→ Reading passage
++++++

An early abstract of the report covering what its authors are calling the "main items of interest" in this latest and most comprehensive steroid scandal was released to major news organizations immediately after Selig's announcement. Although the document is an extremely abbreviated outline and contains only the names, career stats, substance-use summaries, and excerpts of confessions from all the players in the Halls of Fame of every current sport, its effect on fans and sports reporters alike was profound.

"You assume an unpopular guy like Bonds is juicing. But Hank Aaron, one of my personal heroes, injecting synthetic anticortisol as he attempted to break beloved legend Babe Ruth's career home-run record—which was set on a steady regimen of racehorse amino acids mixed with brewer's yeast? I mean, my God," said ESPN baseball analyst Peter Gammons. "And to think, he couldn't even have played in the big leagues if Jackie Robinson hadn't summoned the courage and the intravenous Boldenone he needed to break the color barrier. I just… There's just no end to it. No end."

"It's not just difficult for fans to believe, it's difficult for them to absorb," said CBS Sports reporter Bryant Gumbel, who says he has read roughly 150 non-consecutive pages of the abstract. "The nation's sports addicts can accept that infamous antihero Ray Lewis used steroids, and maybe controversial bad-boy Warren Sapp, or even rough-and-ready Brian Urlacher, but favorite son Peyton Manning? Golden boy Joe Montana? Ahmad Rashad? Johnny Unitas? Bart Starr? Sammy Baugh? Garo Yepremian? And beyond that, I mean come on—what about fans of Mario Andretti? Of Jean-Claude Killy? Greg Louganis? Vince Lombardi? Secretariat? What the hell has been going on, and why didn't anyone want to see it?"

++++++

→ Text-to-region grounding entries
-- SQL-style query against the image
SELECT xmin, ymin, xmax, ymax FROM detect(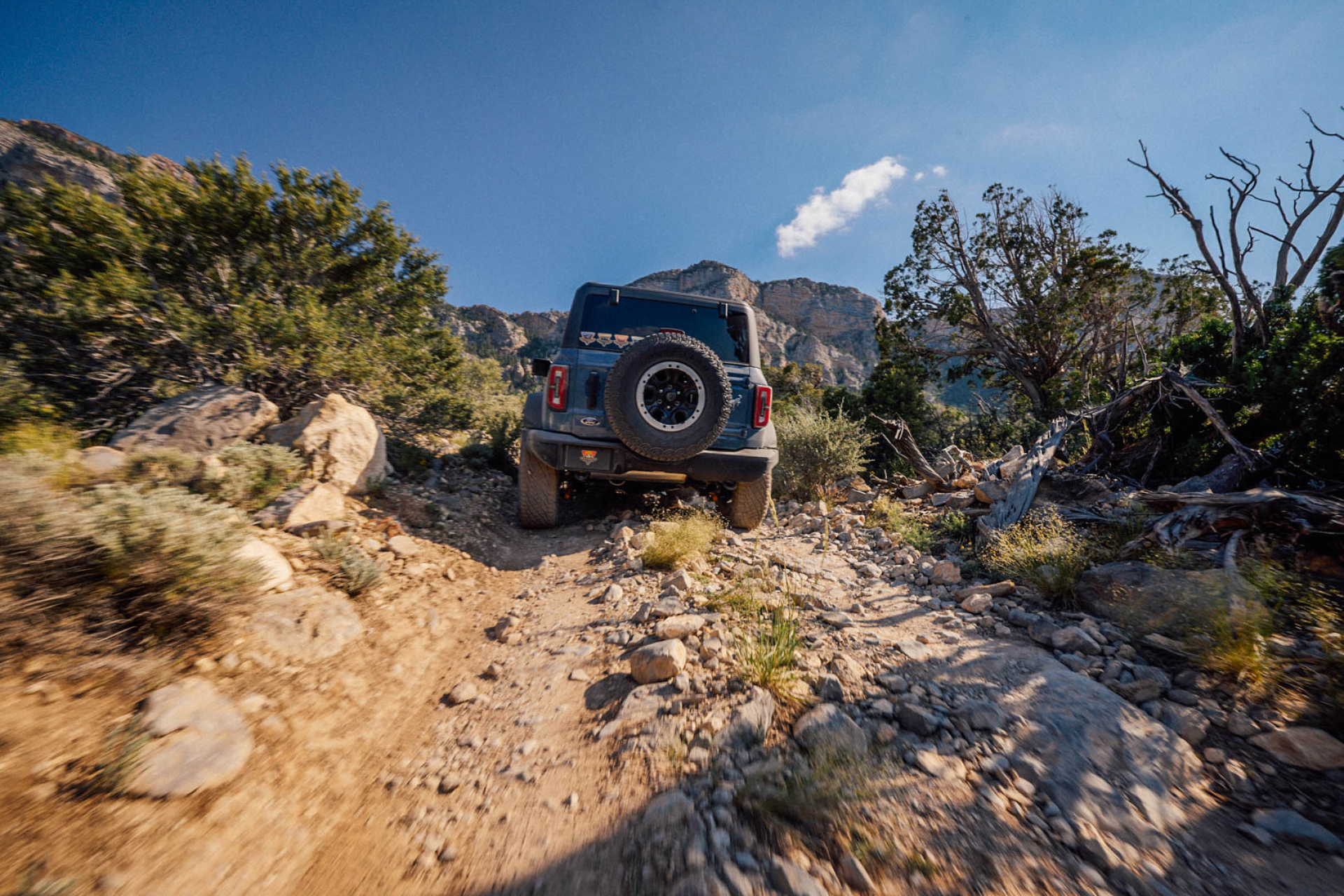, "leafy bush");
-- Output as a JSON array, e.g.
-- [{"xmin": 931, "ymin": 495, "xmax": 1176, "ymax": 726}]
[
  {"xmin": 0, "ymin": 158, "xmax": 501, "ymax": 434},
  {"xmin": 121, "ymin": 447, "xmax": 200, "ymax": 486},
  {"xmin": 774, "ymin": 406, "xmax": 872, "ymax": 501},
  {"xmin": 0, "ymin": 453, "xmax": 262, "ymax": 650},
  {"xmin": 643, "ymin": 510, "xmax": 723, "ymax": 570},
  {"xmin": 980, "ymin": 509, "xmax": 1088, "ymax": 602},
  {"xmin": 864, "ymin": 494, "xmax": 932, "ymax": 554},
  {"xmin": 196, "ymin": 443, "xmax": 305, "ymax": 510},
  {"xmin": 88, "ymin": 485, "xmax": 262, "ymax": 639}
]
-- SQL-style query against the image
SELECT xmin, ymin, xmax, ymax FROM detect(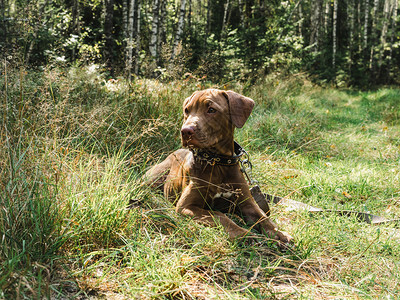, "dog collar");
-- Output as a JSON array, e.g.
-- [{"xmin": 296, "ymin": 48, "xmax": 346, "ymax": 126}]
[{"xmin": 190, "ymin": 142, "xmax": 246, "ymax": 166}]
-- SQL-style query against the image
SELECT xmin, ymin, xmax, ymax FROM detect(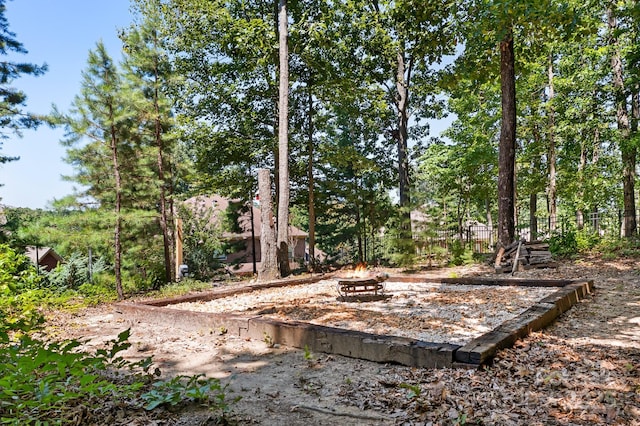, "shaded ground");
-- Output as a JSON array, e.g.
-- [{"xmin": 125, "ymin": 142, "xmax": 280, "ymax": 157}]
[{"xmin": 46, "ymin": 259, "xmax": 640, "ymax": 426}]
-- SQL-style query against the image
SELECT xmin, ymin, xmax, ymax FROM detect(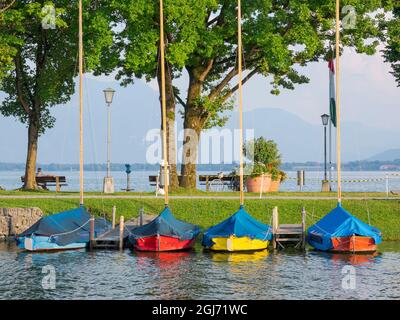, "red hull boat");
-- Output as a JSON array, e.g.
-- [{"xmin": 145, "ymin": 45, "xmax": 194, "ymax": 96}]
[
  {"xmin": 331, "ymin": 235, "xmax": 377, "ymax": 253},
  {"xmin": 134, "ymin": 235, "xmax": 196, "ymax": 251}
]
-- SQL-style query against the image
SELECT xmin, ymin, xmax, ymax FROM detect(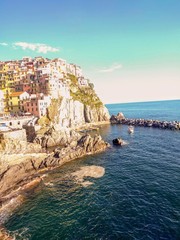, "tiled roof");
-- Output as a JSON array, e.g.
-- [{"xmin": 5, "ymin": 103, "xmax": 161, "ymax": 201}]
[{"xmin": 10, "ymin": 92, "xmax": 24, "ymax": 97}]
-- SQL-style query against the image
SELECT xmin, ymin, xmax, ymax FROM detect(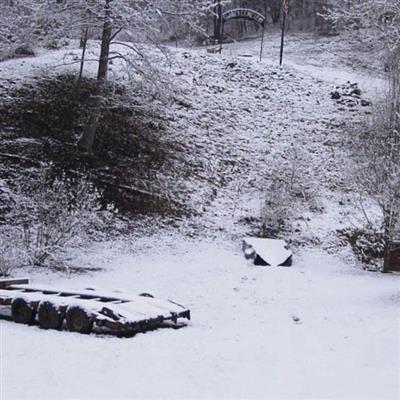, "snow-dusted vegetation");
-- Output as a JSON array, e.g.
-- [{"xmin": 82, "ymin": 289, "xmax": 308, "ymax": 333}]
[{"xmin": 0, "ymin": 0, "xmax": 400, "ymax": 400}]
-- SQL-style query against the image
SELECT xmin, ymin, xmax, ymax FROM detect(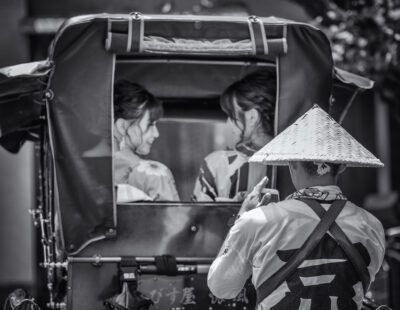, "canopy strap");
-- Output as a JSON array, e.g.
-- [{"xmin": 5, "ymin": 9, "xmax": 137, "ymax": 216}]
[
  {"xmin": 248, "ymin": 16, "xmax": 268, "ymax": 55},
  {"xmin": 106, "ymin": 13, "xmax": 144, "ymax": 53}
]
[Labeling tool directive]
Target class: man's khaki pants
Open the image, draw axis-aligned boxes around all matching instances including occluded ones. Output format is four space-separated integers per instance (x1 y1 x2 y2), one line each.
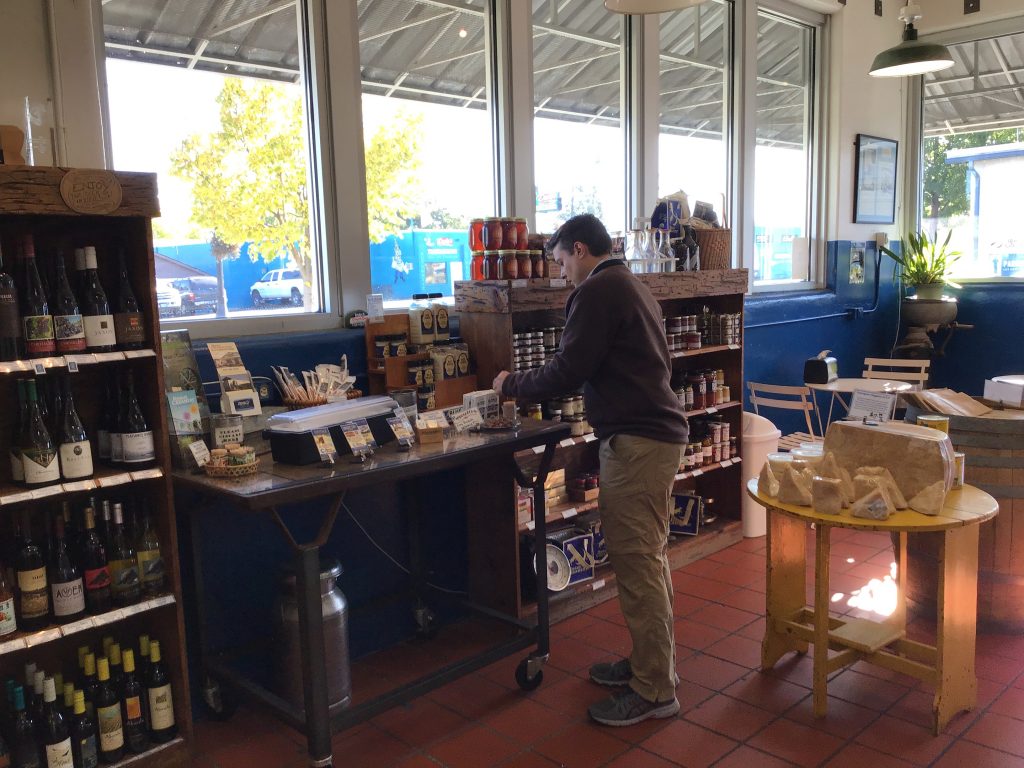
598 434 683 701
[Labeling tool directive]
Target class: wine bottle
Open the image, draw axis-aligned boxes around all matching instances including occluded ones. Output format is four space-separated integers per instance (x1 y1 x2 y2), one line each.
106 503 142 610
94 658 125 763
52 253 85 354
114 248 145 349
59 377 92 480
22 234 56 357
14 514 50 634
71 690 99 768
7 380 29 482
120 371 157 465
79 507 113 618
121 648 148 755
10 685 42 768
145 640 178 744
135 511 165 597
39 677 75 768
22 379 60 485
0 244 22 362
81 246 117 354
49 515 85 626
0 568 17 637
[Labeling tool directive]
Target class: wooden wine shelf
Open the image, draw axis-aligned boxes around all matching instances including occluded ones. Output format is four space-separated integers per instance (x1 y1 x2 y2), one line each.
0 349 157 374
0 467 164 507
0 595 175 656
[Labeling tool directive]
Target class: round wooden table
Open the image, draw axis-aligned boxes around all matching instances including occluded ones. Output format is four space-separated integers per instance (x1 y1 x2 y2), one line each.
746 479 999 735
805 379 914 437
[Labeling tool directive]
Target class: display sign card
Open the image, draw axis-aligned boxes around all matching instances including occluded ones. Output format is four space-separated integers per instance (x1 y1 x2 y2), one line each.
847 389 897 421
312 427 339 464
387 414 416 447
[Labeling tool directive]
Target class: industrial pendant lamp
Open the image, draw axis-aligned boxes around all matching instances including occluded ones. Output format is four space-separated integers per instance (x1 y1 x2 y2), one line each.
604 0 705 13
868 2 954 78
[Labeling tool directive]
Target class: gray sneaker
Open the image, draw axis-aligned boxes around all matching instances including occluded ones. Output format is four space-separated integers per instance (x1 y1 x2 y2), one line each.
590 658 679 688
587 688 679 726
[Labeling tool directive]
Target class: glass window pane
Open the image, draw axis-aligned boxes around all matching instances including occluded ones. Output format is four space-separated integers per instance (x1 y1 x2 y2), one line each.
534 0 628 232
754 11 815 284
921 34 1024 278
358 0 495 303
102 0 322 322
657 2 731 213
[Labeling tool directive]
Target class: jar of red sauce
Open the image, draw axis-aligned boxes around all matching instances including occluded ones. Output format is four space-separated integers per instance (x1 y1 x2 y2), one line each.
513 216 529 251
501 218 519 251
469 219 483 253
482 217 504 251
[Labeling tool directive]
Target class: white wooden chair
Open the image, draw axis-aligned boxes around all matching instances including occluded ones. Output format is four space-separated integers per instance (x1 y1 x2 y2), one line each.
746 381 821 451
861 357 932 390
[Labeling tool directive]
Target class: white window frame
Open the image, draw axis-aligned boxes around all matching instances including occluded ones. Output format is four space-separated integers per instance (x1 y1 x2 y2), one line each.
901 15 1024 286
733 0 829 294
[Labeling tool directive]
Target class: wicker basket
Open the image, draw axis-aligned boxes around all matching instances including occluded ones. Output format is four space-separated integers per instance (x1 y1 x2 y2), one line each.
693 228 732 269
203 459 259 477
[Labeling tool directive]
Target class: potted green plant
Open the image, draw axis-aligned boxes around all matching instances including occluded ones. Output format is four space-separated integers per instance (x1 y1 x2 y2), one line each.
882 229 961 300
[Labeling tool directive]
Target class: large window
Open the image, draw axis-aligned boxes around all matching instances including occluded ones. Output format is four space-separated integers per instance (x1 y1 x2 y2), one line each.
657 1 731 213
358 0 495 303
753 10 817 286
102 0 324 324
532 0 630 232
921 34 1024 278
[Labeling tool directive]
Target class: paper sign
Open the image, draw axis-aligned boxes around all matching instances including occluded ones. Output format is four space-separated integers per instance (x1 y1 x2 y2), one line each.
367 293 384 323
452 408 483 432
188 440 210 467
312 427 339 464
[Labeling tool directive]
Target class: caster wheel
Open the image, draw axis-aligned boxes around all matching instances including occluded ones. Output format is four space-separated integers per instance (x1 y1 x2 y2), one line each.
515 658 544 690
197 678 239 722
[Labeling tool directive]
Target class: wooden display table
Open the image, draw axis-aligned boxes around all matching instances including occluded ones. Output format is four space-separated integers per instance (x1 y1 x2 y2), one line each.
746 478 998 735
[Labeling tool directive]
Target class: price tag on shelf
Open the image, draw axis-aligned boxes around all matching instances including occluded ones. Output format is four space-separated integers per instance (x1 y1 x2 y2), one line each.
60 616 96 637
25 627 60 648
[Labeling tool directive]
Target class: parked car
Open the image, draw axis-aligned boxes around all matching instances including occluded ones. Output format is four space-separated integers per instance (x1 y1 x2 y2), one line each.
170 275 217 314
157 278 181 317
249 269 302 306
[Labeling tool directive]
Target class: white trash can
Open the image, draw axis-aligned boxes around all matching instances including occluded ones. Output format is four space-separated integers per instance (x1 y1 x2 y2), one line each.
742 411 782 539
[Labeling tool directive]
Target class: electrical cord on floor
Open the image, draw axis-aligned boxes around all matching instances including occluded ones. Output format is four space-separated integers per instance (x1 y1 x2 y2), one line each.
341 502 469 595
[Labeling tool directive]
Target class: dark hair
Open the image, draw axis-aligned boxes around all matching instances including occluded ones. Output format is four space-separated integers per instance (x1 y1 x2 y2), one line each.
545 213 611 256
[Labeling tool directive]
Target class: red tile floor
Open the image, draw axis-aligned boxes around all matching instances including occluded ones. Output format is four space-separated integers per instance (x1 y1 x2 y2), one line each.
195 529 1024 768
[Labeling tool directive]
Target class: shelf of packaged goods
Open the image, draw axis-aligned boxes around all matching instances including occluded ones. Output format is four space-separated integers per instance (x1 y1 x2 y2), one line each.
0 595 174 656
522 518 743 622
676 456 742 482
0 349 157 374
671 344 742 359
0 467 164 507
519 499 597 534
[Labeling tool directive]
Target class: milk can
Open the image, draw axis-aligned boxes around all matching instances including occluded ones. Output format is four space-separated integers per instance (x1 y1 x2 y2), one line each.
274 560 352 710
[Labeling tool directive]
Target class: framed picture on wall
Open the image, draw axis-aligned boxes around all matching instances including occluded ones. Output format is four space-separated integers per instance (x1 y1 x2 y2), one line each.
853 133 898 224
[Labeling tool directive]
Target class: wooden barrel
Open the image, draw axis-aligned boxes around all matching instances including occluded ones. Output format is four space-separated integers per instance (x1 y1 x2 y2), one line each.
907 411 1024 632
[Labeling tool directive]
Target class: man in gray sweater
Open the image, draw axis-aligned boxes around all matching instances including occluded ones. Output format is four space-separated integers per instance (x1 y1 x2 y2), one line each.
494 214 689 725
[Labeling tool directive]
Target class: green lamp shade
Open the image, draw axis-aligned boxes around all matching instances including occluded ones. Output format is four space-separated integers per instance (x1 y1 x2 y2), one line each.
868 40 954 78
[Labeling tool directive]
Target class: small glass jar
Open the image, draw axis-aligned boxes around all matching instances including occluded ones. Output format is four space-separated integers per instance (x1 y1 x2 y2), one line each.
482 217 505 251
513 216 529 253
529 251 548 278
498 249 519 280
515 249 534 280
469 219 483 254
502 218 519 251
483 251 502 280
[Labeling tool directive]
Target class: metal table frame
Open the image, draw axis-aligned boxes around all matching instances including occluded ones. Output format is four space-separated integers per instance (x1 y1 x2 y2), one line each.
174 421 569 767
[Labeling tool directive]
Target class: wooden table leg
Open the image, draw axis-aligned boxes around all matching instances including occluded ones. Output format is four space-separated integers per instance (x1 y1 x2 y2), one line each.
932 525 980 735
761 507 807 670
814 522 831 718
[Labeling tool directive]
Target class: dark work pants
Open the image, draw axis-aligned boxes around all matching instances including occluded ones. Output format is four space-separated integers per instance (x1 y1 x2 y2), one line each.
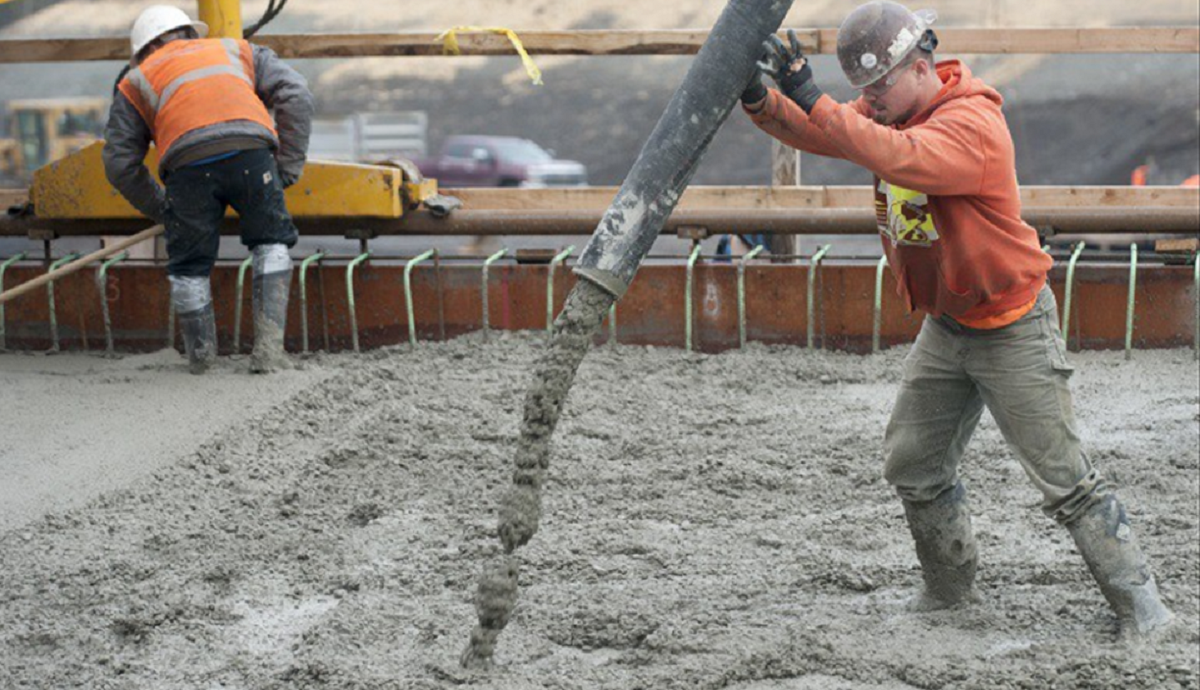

++++++

→ Exercise
Continue the article on the sports steroid scandal from the point where it ends. The entries are not required for what is asked here.

→ Response to this exercise
"I think it will be relatively easy, if not pleasant, for people to accept that baseball and football players have used steroids since Abner Doubleday first mixed human adrenaline with tincture of calomel or Knute Rockne snorted powdered bull's plasma," said Sports Illustrated contributor Frank Deford. "Then people will learn about the hydroanabol of medical student Roger Bannister, the first man to break the four-minute mile, and begin to put things together. Naturally, they'll think, Billie Jean King needed steroids to beat a man, albeit an out-of-shape and temporarily off-steroids man, at tennis. And of course the 1980 Olympic hockey team beat the Russians—weren't America's free-market steroids naturally superior to those used by the communists? They'll ask themselves, 'Do you believe in miracles of modern medicine?' I know that I do, now."

For most sports fans, all of whom have had to accept the fact that their favorite players were lying to them in the interests of increased performance, the damage to the reputations of their once-beloved heroes is worse the further they look.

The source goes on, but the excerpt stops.